◆ **Document section**:
The weather (again, I know! Sorry!) begins to take a turn for the worse late afternoon. The sky goes a very dark grey and the humidity rises considerably. When we see the staff hurriedly pulling in the sun umbrellas from around the pool and clearing the Cabana lounges away, we get the hint and head back to the room.
We make plans to catch up with relatives of Emma; Faye and Stuart. Fay is Indonesian and her and Stuart were married here in Bali around 5 years ago. Emma still talks about their wedding to this day. We meet them for drinks at Gado Gado, a swanky restaurant a couple of doors down from the Pelangi. In the time it takes us to quickly shower and change, it is bucketing down with rain.
What was supposed to be a quiet drink with Faye and Stuart turns into a full-blown 3-course meal and drinks. The guys work for the U.N in different roles in Mozambique and the dinner conversation is beyond interesting as we listen to the day-to-day craziness of their jobs. To top it all off, Stu and Faye are good people and when you get Stuart and his brother, Richard, together you know that (good) trouble is not far away. Faye, although somewhat reserved and quiet is the perfect foil for Stuart’s shenanigans and she’s great to have a talk with. They’re the perfect example of ying and yang in a relationship.
We retire by around 11.30pm and as they say in the classics, “a good time was had by all”.

◆ **To do**: Write out the part of the travel account from "What was supposed" up to and including "in a relationship.", keeping every word and mark unchanged. The records come from a different source than the travel account.

◆ **Entries provided**:

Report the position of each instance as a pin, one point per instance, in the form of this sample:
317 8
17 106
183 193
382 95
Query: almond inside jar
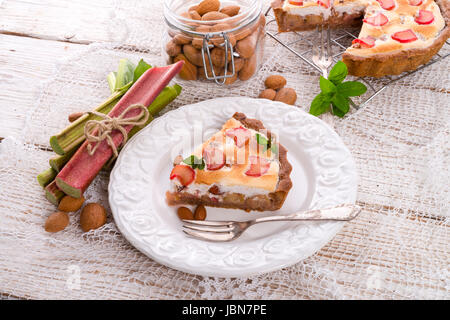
234 32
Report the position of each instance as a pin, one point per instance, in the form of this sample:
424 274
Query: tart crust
291 22
393 63
374 65
270 202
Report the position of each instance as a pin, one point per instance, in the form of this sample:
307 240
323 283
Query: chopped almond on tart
395 50
244 168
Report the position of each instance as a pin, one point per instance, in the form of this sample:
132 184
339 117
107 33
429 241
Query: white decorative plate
323 175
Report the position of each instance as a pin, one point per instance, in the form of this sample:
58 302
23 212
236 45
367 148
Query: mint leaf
274 148
351 88
125 74
338 73
262 141
327 86
320 104
140 69
195 162
341 102
202 165
338 113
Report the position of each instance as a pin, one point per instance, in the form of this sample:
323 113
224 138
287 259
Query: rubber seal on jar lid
228 51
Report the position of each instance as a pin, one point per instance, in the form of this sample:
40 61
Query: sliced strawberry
258 166
366 42
404 36
214 158
324 3
425 17
387 4
184 174
378 20
415 2
240 135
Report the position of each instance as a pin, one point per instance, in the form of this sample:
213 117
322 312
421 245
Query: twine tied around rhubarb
99 130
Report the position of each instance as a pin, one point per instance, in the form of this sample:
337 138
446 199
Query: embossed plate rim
150 242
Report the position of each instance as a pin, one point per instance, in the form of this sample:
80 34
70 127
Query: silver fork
221 231
322 50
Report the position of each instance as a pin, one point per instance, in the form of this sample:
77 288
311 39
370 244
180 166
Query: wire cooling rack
301 45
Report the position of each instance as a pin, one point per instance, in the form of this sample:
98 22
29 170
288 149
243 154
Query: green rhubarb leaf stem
58 162
53 193
73 134
46 177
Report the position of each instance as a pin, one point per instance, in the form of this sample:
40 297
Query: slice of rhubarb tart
242 166
395 36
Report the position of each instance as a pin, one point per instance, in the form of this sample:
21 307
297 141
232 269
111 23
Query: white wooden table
33 35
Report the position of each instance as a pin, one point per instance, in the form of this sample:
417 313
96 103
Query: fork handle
343 212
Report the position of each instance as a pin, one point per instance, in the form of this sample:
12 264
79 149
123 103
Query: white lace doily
397 247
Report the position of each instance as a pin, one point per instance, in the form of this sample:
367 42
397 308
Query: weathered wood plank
80 21
25 63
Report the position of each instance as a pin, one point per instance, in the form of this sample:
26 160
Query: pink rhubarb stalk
79 172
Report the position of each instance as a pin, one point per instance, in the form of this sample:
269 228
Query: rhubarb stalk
79 172
119 82
47 176
168 94
53 193
72 136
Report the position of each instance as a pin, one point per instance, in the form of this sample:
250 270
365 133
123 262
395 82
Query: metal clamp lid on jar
219 79
227 46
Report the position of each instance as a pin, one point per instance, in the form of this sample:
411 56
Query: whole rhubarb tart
396 35
242 166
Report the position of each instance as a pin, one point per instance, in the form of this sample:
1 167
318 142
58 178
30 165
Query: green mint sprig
266 143
195 162
335 92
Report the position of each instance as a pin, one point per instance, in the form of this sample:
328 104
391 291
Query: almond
201 71
200 213
198 42
286 95
194 15
246 47
185 213
193 8
262 22
57 221
193 55
173 49
70 204
275 82
214 15
242 34
248 69
93 216
189 71
238 64
268 94
218 57
207 6
230 80
219 40
230 10
74 116
182 39
172 33
178 159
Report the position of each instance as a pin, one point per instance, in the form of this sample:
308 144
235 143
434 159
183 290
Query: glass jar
226 49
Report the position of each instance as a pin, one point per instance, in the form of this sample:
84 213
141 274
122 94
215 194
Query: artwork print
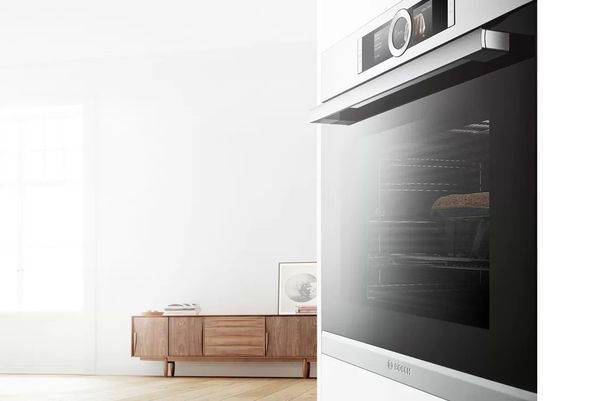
297 286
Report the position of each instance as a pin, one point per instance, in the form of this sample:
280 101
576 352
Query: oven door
429 237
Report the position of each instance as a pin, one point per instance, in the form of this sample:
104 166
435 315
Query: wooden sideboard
225 338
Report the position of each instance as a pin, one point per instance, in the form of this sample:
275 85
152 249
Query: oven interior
428 234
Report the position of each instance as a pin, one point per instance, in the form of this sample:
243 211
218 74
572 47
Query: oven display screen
375 47
428 18
422 16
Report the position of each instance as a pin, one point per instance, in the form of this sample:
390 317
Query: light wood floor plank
138 388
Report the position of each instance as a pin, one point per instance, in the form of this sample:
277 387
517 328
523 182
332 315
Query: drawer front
185 336
149 337
234 336
292 336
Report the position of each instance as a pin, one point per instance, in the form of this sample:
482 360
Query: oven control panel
409 27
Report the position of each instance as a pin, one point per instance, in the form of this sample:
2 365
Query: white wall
204 165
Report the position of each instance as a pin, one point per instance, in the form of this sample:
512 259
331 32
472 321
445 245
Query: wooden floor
128 388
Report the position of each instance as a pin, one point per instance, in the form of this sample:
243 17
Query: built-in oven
428 198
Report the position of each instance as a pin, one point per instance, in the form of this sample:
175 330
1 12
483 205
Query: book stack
182 309
306 309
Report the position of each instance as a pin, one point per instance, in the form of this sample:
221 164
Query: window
41 209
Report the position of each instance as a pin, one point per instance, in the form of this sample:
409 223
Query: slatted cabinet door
185 336
291 336
150 337
229 336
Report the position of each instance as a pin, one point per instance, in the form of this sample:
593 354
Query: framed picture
297 286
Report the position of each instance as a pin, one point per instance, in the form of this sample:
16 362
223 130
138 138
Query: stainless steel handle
478 45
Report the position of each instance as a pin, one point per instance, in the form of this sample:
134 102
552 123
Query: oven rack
396 260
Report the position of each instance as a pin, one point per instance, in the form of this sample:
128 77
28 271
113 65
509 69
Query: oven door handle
479 45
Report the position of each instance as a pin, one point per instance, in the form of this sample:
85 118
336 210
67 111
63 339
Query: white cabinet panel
341 381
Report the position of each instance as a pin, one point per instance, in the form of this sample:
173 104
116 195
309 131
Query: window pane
53 216
8 279
8 248
54 134
9 211
55 165
33 133
34 165
9 147
53 279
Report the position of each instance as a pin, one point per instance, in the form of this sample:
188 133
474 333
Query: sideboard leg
305 368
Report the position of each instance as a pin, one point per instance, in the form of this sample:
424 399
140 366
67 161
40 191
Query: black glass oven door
429 228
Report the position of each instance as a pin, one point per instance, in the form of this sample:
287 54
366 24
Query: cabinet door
229 336
185 336
150 337
292 336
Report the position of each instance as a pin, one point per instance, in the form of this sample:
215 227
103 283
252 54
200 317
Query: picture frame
297 286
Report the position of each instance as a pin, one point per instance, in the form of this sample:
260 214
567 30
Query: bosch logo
398 367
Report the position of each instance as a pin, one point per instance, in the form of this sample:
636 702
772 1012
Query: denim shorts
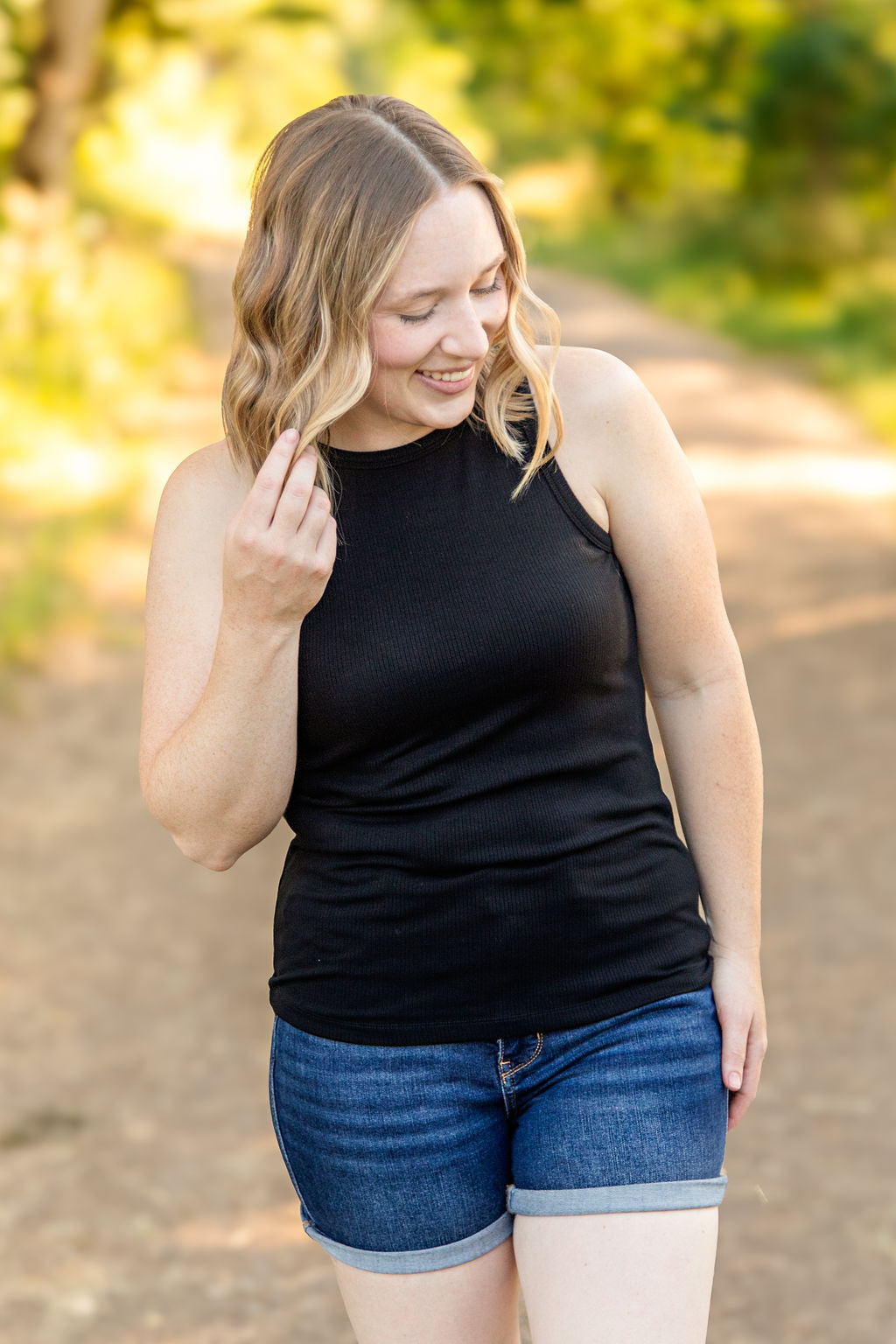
416 1158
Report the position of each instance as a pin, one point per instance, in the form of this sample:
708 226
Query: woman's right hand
280 546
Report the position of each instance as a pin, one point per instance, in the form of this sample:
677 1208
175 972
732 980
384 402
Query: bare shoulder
592 388
621 451
210 480
183 601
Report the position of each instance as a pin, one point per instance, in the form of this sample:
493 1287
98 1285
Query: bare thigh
617 1278
476 1303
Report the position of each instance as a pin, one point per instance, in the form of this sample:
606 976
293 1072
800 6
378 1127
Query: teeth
448 378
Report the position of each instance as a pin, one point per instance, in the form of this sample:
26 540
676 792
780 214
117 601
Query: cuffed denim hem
621 1199
416 1263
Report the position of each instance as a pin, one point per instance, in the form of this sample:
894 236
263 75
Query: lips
448 386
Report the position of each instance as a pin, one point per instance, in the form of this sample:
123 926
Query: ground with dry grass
141 1193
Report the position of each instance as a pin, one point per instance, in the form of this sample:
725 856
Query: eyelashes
491 290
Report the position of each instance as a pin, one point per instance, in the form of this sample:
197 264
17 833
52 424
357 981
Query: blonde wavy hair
333 200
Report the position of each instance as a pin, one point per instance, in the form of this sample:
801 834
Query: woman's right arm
226 596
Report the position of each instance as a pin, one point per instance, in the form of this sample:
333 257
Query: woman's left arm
695 677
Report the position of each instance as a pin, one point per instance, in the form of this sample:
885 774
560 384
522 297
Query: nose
466 338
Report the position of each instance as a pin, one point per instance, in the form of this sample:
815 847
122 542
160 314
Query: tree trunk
62 73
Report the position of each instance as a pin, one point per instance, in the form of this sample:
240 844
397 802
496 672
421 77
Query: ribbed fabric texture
482 845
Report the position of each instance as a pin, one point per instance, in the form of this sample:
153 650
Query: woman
506 1038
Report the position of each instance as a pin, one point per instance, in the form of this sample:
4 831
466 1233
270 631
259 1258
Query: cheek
401 351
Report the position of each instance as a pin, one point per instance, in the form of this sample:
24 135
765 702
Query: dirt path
141 1193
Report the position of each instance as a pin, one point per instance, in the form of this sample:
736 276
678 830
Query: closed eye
491 290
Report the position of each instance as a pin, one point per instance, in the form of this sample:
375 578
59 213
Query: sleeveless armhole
564 492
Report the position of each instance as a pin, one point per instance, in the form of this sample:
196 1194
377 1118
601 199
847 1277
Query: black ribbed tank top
482 845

◆ **Output**:
What was supposed to be a quiet drink with Faye and Stuart turns into a full-blown 3-course meal and drinks. The guys work for the U.N in different roles in Mozambique and the dinner conversation is beyond interesting as we listen to the day-to-day craziness of their jobs. To top it all off, Stu and Faye are good people and when you get Stuart and his brother, Richard, together you know that (good) trouble is not far away. Faye, although somewhat reserved and quiet is the perfect foil for Stuart’s shenanigans and she’s great to have a talk with. They’re the perfect example of ying and yang in a relationship.